[Saved entries]
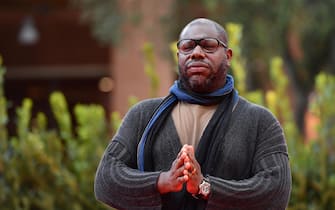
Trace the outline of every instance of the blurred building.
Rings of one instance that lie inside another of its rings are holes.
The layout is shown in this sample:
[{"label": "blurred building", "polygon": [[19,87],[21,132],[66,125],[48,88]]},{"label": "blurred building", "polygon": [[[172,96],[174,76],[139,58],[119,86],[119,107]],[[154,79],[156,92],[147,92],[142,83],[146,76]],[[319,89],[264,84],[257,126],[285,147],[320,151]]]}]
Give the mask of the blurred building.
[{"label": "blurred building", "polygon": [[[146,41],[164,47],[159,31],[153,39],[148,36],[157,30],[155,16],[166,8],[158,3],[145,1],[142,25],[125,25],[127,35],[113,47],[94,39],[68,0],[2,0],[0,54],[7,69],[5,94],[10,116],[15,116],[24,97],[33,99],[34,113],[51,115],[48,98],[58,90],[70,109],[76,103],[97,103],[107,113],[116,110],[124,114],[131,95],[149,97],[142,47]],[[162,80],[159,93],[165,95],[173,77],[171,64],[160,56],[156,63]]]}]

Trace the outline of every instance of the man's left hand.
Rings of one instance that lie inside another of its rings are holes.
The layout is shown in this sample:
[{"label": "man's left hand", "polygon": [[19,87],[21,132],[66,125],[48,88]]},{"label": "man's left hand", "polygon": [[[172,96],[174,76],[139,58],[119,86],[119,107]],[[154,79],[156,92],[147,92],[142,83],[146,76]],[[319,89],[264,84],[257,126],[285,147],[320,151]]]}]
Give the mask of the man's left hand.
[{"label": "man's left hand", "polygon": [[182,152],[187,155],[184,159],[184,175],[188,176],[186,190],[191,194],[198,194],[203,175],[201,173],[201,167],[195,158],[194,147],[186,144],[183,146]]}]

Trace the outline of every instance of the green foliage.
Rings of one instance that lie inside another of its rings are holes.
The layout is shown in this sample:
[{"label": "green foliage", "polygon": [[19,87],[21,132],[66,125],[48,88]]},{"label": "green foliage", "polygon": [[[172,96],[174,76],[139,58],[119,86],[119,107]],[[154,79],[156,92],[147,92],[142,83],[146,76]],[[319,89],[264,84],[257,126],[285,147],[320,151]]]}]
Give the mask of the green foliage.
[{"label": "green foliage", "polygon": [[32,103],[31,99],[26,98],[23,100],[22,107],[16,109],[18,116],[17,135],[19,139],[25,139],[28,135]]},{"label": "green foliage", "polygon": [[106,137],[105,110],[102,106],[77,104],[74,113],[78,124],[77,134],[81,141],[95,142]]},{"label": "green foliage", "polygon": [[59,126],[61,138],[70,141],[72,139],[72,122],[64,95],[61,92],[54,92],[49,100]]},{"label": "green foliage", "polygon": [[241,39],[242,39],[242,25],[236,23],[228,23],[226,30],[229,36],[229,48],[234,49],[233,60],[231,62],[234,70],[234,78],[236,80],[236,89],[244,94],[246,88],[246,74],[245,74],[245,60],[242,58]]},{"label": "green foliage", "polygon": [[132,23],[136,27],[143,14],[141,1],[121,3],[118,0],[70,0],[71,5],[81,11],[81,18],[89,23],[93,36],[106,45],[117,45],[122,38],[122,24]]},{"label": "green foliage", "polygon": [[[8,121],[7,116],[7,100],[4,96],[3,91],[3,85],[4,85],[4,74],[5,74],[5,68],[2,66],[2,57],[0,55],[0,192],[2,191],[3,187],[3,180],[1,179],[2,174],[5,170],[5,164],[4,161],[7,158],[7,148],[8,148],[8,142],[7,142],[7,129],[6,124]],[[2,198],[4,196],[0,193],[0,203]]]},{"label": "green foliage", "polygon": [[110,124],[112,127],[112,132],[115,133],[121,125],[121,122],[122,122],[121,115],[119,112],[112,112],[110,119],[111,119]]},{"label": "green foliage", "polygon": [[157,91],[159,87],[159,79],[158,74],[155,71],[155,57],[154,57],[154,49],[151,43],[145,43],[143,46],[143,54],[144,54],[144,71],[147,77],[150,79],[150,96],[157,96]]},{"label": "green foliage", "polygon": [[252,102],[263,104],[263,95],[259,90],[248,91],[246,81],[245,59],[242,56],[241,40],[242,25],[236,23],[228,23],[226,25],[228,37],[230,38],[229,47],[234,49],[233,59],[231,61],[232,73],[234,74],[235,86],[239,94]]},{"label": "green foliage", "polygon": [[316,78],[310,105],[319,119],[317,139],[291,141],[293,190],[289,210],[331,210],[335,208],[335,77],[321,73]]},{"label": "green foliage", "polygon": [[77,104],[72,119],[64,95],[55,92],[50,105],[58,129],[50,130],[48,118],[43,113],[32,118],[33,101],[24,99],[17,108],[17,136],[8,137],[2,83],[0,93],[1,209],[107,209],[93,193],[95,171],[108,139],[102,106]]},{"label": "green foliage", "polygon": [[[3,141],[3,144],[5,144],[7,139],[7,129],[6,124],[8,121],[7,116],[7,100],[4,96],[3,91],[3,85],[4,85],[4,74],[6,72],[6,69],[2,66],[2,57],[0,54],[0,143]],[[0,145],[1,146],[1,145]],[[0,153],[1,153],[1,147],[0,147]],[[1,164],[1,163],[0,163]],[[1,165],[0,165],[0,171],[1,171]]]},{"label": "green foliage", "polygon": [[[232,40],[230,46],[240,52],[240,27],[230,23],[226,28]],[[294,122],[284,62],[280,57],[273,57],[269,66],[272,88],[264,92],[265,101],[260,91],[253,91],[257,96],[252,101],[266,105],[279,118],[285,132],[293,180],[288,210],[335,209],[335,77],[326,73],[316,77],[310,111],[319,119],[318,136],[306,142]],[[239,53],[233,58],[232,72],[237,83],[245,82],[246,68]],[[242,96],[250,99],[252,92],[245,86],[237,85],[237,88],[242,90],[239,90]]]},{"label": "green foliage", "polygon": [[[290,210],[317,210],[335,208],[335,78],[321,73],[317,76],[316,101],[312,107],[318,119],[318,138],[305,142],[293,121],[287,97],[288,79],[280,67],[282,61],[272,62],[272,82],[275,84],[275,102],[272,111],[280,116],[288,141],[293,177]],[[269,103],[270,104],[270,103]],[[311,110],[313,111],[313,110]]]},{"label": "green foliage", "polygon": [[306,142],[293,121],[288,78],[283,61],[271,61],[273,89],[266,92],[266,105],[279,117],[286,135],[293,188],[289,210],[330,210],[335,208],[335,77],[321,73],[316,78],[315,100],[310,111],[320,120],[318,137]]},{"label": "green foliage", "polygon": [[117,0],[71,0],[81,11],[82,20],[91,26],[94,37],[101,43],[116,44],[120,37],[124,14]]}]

...

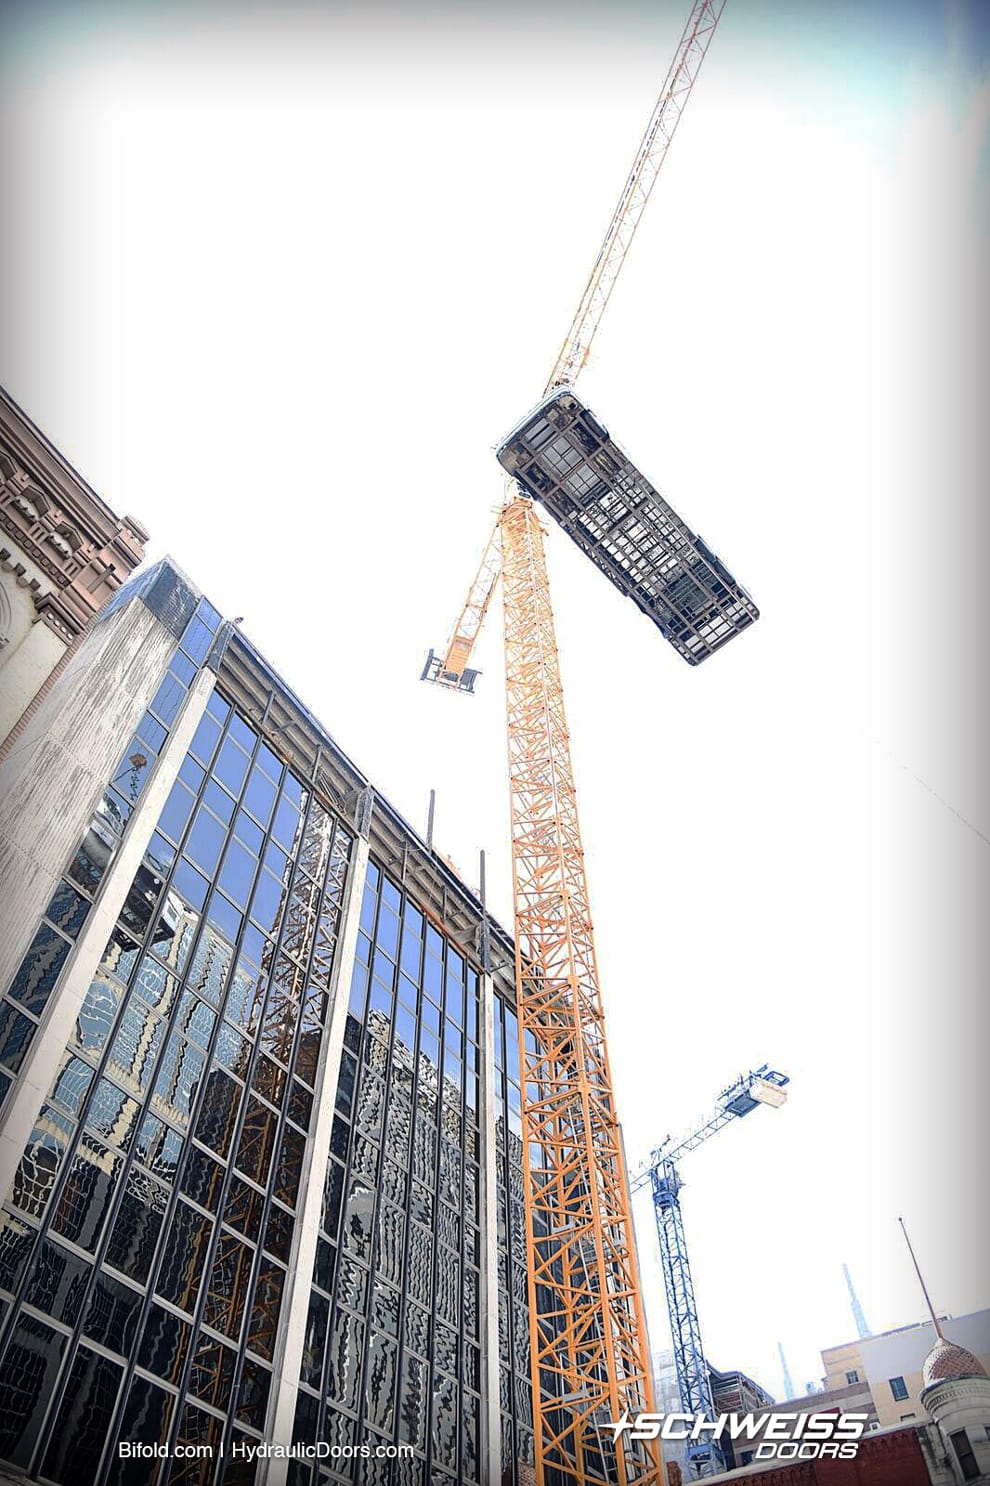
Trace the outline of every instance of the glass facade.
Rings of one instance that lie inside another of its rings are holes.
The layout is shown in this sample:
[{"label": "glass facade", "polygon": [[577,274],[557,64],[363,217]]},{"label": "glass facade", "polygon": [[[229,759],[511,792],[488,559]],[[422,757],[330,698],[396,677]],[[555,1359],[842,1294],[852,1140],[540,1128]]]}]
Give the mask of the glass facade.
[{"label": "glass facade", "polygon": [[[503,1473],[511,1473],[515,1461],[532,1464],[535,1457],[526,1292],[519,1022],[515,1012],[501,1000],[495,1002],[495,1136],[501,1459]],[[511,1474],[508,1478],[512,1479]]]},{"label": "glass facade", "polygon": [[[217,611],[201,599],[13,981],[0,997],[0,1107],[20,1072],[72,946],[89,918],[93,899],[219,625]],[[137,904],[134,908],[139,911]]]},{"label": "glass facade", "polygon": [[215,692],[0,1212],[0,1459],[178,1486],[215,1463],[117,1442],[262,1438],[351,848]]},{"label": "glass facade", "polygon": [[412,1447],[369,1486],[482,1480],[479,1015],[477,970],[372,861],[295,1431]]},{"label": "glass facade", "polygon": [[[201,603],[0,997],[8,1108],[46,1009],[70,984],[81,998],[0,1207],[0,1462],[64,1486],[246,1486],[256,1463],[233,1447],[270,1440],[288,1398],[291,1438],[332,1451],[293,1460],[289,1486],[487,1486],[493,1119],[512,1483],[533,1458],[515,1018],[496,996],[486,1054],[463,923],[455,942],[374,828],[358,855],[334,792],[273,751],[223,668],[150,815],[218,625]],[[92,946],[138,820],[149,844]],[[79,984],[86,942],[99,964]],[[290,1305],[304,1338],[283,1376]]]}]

• **Work to complete**
Find the word "Trace" in the records and pull out each line that has it.

• **Output of the task**
Trace the outline of every instance of the blurred building.
Trace the outline of every instance of the man's left hand.
Trace the outline of every instance of the green foliage.
Trace the outline of every instance of the glass facade.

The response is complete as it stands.